-- BEGIN --

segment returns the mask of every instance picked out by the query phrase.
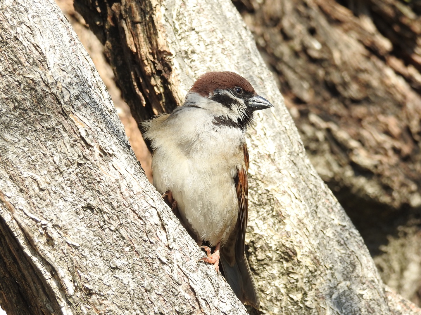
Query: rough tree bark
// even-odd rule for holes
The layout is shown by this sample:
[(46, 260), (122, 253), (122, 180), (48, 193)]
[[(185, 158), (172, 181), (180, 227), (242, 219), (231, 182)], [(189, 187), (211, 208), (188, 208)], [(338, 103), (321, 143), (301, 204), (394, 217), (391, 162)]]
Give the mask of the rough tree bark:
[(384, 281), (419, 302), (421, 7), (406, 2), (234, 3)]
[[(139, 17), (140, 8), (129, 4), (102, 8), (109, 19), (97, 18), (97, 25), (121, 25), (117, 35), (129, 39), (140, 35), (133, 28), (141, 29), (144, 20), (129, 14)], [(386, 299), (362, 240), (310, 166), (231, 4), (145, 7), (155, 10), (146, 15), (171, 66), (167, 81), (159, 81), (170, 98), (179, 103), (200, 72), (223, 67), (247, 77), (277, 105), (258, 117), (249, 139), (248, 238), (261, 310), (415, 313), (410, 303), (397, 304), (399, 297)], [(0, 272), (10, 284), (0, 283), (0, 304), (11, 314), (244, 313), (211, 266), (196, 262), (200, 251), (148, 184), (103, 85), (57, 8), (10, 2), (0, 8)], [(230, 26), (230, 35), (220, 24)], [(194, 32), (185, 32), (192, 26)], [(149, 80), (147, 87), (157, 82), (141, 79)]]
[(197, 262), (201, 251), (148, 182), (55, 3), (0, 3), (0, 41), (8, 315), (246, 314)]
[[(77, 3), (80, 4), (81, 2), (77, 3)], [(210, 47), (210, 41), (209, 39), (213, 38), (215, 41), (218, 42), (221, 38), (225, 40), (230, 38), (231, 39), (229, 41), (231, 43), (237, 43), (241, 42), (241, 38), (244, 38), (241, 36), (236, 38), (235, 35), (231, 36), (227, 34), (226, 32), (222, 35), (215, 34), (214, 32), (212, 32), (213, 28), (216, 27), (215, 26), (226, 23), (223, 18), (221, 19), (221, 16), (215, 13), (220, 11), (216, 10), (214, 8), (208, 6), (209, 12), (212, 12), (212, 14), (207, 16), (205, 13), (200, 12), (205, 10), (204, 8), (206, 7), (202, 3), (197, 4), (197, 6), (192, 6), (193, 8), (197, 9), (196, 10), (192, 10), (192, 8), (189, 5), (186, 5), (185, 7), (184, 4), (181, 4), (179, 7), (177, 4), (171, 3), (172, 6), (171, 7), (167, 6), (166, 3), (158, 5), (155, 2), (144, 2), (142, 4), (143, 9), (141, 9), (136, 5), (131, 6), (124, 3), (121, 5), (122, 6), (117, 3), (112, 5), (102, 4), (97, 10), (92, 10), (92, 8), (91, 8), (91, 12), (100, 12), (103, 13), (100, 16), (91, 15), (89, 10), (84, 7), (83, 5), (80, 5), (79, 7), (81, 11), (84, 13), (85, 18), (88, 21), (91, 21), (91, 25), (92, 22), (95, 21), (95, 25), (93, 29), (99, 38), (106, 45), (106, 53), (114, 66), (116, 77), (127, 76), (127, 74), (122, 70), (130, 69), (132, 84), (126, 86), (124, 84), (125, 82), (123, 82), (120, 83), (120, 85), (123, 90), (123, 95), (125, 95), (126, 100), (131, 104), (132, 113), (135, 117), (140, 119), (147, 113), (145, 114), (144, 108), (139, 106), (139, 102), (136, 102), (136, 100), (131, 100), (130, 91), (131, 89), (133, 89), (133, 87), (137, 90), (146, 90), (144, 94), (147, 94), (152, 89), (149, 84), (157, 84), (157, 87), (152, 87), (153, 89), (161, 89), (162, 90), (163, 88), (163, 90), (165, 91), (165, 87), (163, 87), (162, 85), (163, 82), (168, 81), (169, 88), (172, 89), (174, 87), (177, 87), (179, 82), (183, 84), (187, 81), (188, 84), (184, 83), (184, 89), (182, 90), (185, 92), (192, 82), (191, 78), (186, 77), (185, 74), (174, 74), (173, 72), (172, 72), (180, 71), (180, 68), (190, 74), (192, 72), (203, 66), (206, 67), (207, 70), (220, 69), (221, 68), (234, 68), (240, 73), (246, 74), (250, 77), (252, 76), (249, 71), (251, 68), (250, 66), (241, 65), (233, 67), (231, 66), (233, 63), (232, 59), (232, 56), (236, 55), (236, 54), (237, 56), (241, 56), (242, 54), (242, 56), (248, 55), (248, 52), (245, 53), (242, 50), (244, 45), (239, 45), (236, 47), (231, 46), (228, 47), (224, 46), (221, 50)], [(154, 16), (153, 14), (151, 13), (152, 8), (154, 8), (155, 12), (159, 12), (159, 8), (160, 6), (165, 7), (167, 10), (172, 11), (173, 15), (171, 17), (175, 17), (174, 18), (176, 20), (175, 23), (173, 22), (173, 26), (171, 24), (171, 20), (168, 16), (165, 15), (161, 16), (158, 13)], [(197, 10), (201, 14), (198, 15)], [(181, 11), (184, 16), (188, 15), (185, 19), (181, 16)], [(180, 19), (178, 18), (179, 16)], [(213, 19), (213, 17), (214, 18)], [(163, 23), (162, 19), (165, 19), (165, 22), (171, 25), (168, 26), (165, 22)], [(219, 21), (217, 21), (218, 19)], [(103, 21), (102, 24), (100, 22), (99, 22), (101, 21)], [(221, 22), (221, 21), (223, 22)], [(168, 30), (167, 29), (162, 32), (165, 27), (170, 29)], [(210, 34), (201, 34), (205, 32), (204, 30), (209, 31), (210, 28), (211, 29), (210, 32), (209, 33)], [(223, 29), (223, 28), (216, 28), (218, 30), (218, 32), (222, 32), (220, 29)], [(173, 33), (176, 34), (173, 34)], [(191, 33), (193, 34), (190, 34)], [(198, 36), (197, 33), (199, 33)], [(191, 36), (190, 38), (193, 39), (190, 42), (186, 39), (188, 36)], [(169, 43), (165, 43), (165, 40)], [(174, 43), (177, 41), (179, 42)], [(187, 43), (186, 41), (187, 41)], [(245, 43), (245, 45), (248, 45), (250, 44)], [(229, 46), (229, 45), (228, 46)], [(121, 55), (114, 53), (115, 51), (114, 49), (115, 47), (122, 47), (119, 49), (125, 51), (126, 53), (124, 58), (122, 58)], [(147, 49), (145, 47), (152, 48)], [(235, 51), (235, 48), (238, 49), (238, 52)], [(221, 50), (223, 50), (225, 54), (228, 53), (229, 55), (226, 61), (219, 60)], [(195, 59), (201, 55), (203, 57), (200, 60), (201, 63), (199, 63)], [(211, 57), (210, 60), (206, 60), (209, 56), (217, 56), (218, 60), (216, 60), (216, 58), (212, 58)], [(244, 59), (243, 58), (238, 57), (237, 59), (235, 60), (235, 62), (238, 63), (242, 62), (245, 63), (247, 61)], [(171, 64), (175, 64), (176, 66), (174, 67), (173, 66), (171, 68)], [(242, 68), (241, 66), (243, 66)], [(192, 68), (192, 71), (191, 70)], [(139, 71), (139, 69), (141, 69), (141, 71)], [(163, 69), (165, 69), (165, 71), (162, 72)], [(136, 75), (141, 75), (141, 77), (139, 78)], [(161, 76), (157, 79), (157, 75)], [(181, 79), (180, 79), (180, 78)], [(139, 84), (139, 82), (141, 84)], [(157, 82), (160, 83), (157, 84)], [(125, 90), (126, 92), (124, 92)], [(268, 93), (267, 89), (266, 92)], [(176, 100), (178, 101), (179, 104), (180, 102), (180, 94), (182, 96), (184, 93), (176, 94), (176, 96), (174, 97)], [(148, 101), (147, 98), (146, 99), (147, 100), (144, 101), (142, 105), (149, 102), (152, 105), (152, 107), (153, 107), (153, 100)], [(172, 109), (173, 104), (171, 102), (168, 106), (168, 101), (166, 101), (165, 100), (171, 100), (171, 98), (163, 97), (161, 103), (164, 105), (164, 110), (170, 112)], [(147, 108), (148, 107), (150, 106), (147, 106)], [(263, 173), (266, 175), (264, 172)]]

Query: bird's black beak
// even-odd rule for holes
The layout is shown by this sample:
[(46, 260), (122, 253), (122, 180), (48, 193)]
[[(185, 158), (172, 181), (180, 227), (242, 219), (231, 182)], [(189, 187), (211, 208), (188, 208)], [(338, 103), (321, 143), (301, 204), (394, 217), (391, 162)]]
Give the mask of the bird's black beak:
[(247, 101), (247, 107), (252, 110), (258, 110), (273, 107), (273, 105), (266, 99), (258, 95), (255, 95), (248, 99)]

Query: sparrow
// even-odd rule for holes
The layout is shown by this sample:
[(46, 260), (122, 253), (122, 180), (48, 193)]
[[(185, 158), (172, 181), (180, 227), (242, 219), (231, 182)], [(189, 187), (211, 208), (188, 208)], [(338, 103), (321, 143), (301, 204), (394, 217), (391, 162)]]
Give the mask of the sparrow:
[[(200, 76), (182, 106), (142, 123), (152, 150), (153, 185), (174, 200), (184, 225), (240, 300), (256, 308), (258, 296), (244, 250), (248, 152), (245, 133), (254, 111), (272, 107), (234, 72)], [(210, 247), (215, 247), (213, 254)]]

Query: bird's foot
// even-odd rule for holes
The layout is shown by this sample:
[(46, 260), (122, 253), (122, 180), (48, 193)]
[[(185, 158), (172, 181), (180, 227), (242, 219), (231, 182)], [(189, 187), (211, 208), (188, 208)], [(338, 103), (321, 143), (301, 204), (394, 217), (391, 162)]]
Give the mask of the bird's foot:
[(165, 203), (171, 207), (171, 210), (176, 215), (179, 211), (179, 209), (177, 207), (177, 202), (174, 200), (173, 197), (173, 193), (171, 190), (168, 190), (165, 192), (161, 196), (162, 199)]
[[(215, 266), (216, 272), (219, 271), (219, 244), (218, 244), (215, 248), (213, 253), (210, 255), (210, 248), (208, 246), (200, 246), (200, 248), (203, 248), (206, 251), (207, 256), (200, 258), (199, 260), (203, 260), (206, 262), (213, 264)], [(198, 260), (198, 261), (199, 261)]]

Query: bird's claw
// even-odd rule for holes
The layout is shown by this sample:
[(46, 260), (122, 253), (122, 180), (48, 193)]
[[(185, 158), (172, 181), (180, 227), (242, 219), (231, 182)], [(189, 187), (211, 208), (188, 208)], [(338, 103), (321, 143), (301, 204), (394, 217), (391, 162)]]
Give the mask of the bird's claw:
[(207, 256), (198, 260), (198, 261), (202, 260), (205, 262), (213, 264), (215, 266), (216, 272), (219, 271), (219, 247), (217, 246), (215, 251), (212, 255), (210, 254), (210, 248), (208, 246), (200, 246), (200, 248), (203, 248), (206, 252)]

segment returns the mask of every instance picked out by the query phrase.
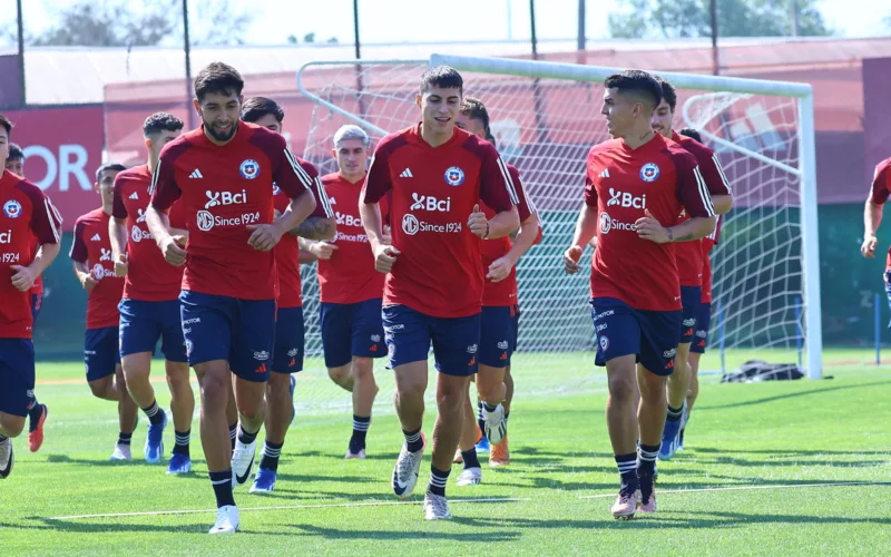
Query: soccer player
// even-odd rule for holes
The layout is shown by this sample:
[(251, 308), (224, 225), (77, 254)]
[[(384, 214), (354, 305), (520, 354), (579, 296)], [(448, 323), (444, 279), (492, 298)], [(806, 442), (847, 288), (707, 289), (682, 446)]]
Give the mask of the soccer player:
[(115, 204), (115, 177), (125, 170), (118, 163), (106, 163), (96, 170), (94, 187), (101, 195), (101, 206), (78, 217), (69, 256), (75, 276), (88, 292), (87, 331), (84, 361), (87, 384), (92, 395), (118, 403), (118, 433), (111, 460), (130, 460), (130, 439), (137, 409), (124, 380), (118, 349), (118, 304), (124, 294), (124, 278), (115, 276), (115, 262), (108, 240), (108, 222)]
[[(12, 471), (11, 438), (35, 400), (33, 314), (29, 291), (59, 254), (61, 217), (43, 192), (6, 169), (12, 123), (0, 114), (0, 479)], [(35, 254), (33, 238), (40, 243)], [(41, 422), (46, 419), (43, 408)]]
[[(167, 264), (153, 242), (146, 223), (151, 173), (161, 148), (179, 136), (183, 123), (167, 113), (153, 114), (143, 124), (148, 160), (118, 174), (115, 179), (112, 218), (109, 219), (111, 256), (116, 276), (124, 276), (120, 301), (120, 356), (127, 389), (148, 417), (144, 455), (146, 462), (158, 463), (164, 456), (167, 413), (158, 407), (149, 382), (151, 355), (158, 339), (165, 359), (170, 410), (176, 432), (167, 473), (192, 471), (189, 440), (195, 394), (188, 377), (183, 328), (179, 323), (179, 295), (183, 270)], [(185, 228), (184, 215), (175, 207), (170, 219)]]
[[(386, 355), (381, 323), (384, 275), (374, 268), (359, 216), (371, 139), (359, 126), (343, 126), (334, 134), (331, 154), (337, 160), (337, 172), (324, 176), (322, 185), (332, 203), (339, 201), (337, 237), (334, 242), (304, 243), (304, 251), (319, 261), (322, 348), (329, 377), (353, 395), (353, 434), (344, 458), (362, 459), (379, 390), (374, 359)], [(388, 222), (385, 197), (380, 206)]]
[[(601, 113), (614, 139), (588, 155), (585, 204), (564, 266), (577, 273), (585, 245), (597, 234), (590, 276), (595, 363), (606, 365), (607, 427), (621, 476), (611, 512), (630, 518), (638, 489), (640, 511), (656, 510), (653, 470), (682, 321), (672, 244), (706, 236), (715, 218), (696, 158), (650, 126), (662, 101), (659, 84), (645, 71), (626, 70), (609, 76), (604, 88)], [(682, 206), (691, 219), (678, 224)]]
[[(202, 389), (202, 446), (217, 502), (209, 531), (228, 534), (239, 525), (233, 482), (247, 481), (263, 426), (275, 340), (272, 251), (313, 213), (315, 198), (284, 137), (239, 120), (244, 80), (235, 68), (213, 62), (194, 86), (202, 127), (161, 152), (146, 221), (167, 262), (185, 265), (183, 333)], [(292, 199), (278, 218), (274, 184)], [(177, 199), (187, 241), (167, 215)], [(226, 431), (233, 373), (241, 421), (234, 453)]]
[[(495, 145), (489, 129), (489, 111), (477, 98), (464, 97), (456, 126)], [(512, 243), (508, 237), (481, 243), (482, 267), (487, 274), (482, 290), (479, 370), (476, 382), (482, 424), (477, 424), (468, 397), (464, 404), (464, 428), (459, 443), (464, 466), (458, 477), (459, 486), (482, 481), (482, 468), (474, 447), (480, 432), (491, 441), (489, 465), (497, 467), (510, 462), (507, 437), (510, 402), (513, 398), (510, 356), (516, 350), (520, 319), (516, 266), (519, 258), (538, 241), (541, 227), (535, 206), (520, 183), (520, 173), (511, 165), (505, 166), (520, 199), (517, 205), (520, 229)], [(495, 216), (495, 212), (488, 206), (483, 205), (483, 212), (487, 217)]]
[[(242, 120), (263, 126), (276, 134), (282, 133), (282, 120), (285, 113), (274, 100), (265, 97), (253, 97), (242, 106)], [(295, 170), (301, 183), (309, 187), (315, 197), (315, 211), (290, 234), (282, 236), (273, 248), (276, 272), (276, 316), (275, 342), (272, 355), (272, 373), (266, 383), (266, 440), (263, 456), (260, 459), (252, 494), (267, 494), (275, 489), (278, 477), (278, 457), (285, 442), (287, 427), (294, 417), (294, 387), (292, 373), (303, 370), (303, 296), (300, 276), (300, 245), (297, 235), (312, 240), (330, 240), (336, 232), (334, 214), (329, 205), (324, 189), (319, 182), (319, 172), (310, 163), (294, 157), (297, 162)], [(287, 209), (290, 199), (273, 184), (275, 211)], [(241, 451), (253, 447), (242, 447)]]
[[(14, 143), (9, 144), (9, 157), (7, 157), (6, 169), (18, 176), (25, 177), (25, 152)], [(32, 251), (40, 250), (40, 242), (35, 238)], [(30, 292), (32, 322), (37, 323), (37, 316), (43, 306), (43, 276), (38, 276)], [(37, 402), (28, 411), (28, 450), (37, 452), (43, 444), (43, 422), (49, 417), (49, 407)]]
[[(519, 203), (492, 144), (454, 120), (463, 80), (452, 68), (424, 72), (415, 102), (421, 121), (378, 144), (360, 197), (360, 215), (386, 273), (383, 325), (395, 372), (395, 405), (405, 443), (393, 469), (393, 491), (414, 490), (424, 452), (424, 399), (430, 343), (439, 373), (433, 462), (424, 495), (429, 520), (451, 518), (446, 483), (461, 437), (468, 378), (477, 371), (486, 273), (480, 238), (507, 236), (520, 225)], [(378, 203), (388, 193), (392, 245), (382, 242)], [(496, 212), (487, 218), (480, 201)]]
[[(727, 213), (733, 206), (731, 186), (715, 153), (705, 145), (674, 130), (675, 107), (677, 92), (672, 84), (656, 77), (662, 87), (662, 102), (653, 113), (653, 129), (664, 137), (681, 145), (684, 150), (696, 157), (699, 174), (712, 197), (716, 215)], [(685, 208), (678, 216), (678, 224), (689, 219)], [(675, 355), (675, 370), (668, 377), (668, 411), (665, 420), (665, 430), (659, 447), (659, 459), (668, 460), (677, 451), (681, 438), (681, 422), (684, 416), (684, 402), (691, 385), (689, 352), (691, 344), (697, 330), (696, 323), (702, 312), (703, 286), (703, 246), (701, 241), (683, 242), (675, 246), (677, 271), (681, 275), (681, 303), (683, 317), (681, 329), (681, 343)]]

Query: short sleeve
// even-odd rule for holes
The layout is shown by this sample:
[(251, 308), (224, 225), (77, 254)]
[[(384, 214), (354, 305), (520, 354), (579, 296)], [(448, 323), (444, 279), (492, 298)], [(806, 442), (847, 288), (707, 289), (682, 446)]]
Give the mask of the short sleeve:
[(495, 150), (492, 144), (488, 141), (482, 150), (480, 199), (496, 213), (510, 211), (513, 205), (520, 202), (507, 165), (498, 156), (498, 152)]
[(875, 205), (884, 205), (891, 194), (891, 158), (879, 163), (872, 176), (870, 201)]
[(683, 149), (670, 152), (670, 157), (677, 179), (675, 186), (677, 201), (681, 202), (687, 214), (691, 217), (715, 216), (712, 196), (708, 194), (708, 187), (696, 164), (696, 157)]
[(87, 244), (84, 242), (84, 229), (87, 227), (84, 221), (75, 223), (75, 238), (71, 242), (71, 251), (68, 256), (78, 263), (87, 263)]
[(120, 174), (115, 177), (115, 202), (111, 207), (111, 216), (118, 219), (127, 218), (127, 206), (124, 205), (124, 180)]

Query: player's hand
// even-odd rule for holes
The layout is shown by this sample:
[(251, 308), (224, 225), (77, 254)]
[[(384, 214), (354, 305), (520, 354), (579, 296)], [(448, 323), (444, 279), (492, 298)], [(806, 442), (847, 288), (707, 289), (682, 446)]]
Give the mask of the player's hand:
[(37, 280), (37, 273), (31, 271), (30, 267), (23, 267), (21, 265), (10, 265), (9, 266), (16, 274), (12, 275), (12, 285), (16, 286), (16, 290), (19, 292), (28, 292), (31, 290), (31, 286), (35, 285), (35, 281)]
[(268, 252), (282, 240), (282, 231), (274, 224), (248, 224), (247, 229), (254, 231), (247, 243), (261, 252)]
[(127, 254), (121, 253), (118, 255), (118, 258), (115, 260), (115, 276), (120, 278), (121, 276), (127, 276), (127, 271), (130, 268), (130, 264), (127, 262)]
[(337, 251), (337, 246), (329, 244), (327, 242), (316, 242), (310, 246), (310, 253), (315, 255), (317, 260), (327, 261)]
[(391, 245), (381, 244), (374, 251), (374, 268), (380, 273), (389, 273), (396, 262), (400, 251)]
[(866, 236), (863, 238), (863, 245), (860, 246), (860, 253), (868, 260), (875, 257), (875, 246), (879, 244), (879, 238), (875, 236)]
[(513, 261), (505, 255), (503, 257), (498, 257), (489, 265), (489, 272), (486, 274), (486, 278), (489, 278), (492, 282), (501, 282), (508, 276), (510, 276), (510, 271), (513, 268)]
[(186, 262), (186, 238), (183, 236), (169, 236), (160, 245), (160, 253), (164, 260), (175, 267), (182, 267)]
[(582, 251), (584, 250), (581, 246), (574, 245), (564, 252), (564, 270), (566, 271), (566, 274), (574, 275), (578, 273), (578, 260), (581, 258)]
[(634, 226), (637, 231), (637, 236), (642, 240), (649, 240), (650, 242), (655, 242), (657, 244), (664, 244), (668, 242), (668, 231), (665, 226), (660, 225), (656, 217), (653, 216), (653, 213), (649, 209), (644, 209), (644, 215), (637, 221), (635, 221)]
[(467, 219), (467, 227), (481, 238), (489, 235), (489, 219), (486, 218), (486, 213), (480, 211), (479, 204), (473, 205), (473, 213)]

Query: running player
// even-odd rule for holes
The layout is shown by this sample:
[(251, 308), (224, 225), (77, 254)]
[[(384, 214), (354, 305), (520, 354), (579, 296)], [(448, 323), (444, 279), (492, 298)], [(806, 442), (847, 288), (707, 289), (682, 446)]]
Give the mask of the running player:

-- END --

Output the line that contains "Query: running player", followed by every later line in the listing, with no line omitted and none added.

Query: running player
// even-odd rule for holes
The layout is shown by this sample:
[(251, 308), (224, 225), (77, 254)]
[[(384, 214), (354, 305), (520, 354), (579, 296)], [(448, 323), (444, 279), (492, 298)], [(806, 442), (847, 288), (707, 289), (682, 446)]]
Give the mask of the running player:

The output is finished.